> PROVIDED DATA
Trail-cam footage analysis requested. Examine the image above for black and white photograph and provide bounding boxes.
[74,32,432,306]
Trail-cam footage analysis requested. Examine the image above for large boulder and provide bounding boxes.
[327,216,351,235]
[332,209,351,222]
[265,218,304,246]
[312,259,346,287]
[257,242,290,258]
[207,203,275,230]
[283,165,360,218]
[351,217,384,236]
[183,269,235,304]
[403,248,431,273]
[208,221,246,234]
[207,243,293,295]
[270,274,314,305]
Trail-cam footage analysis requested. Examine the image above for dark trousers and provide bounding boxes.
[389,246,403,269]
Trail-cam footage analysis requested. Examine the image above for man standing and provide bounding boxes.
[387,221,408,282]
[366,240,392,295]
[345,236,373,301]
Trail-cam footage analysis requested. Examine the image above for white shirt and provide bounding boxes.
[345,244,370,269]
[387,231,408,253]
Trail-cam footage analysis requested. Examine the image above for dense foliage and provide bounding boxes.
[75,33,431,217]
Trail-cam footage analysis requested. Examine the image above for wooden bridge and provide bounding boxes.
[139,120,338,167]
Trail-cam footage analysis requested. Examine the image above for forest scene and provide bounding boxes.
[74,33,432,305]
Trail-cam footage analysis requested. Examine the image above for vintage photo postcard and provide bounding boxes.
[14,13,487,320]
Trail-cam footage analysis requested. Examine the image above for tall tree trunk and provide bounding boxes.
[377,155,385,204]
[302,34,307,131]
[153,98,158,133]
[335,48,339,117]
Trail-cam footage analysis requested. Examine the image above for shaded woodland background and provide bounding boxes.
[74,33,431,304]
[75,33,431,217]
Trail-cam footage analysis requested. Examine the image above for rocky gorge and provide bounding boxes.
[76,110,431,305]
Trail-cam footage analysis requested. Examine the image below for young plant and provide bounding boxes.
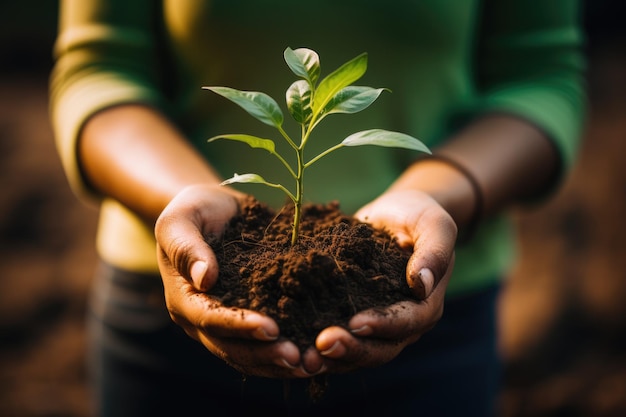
[203,48,430,245]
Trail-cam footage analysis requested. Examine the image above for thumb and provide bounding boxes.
[155,214,219,291]
[406,221,456,300]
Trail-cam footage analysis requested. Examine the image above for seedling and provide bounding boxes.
[203,48,430,245]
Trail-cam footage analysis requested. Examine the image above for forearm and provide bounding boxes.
[391,116,559,229]
[78,105,234,222]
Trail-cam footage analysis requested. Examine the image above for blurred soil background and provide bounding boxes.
[0,0,626,417]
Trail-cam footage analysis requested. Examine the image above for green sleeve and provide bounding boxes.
[50,0,163,202]
[474,0,586,171]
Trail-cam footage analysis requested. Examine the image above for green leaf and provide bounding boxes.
[322,86,386,114]
[313,53,367,113]
[221,174,267,185]
[207,133,276,153]
[286,80,313,124]
[283,48,321,88]
[341,129,431,154]
[202,87,284,128]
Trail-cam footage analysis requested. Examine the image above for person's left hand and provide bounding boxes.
[316,190,457,373]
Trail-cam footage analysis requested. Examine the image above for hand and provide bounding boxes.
[155,185,322,378]
[316,190,457,373]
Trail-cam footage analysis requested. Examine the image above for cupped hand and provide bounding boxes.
[155,185,323,378]
[316,190,457,373]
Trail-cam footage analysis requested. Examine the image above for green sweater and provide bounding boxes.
[50,0,585,294]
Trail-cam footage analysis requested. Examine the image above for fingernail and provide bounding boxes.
[190,261,209,290]
[300,364,328,377]
[254,327,278,342]
[320,342,341,355]
[417,268,435,298]
[280,358,296,369]
[346,325,372,334]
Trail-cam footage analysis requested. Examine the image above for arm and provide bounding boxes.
[51,0,317,377]
[316,0,584,369]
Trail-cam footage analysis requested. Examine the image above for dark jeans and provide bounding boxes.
[89,265,500,417]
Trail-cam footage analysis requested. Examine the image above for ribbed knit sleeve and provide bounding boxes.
[50,0,162,202]
[474,0,586,171]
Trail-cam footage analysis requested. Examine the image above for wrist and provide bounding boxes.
[390,154,484,240]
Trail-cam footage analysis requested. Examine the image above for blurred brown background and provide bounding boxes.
[0,0,626,417]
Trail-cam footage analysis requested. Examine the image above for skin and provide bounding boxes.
[78,105,558,378]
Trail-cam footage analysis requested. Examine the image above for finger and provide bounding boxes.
[406,206,457,299]
[316,326,406,373]
[197,333,310,378]
[166,277,279,341]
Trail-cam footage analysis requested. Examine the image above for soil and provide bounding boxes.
[210,198,415,351]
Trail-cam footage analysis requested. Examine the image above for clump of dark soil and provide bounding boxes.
[210,198,414,351]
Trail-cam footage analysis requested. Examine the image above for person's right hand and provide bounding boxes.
[155,185,323,378]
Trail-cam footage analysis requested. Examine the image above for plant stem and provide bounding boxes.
[291,146,304,246]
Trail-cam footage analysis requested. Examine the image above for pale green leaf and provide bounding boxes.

> WRITTEN REQUEST
Recast the listing above, from the line containing "stem and provide bounding boxes." through the end of the listing, as a Markdown table with the columns Number and Record line, leaving out blank lines.

> OUTPUT OF THE TASK
| Number | Record line |
|---|---|
| 1 | Trail-cam footage analysis requested. Examine the image above for plant stem and provide bounding boxes. |
| 2 | [291,146,304,246] |
| 3 | Trail-cam footage analysis requested. Examine the image above for pale green leaf and provide bounding boxes. |